* INFORMATION SHOWN:
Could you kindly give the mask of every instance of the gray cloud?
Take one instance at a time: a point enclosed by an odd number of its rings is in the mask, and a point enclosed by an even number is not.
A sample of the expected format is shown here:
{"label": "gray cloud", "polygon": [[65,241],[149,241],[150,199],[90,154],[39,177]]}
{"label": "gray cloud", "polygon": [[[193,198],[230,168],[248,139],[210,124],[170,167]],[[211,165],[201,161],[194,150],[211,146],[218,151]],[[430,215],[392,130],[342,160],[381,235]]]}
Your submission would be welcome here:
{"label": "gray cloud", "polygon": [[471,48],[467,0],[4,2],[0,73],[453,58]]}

* THE TASK: Print every record exactly as it was given.

* WRITTEN REPLY:
Could you kindly give the mask of every instance of the gray cloud?
Take one instance at a time: a point enclosed by an odd number of its rings is in the mask, and a point enclosed by an even number is not.
A sample of the expected format is shown here:
{"label": "gray cloud", "polygon": [[65,241],[149,241],[150,199],[90,154],[39,177]]}
{"label": "gray cloud", "polygon": [[[193,198],[230,168],[248,139],[210,124],[170,167]],[[211,165],[201,161],[194,150],[211,146],[218,151]],[[430,215],[392,130],[342,160],[381,235]]]}
Your submission would be welcome here:
{"label": "gray cloud", "polygon": [[471,48],[467,0],[4,2],[0,73],[453,58]]}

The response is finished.